> _DIRECTIVE_:
Set down, word for word, the lines starting at the one containing "bottom-right (818, 101)" and ending at the one containing "top-left (0, 2), bottom-right (1024, 192)", both included, and no others.

> _DATASET ROWS_:
* * * * *
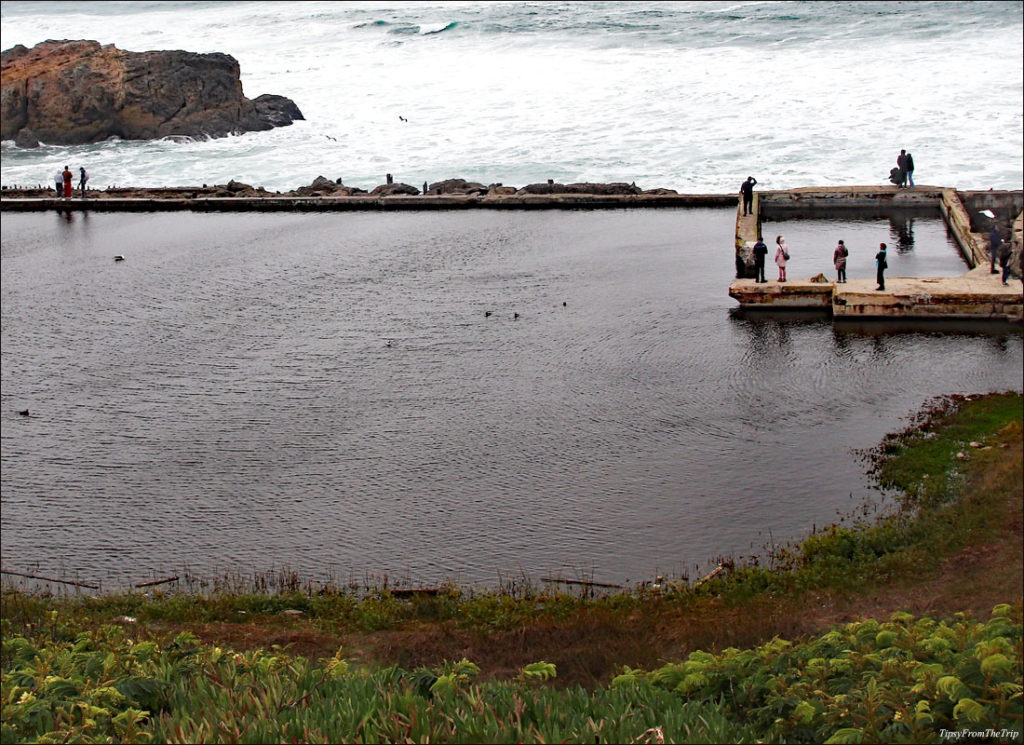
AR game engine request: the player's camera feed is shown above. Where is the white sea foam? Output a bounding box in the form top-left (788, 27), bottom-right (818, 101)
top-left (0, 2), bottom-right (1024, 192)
* * * * *
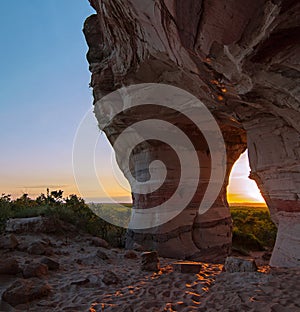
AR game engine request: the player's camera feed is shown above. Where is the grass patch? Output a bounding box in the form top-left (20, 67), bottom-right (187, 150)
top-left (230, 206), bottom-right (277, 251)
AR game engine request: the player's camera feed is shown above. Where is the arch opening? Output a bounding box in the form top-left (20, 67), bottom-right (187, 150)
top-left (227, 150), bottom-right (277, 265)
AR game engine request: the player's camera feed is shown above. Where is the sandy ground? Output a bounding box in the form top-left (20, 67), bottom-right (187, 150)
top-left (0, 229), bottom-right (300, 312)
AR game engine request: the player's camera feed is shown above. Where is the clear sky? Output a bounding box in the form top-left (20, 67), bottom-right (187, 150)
* * * * *
> _TASK ANSWER_:
AR game engine request: the player's camera feed is shown above. Where is the white sea foam? Output a bounding box in the form top-left (788, 27), bottom-right (818, 101)
top-left (0, 2), bottom-right (1024, 192)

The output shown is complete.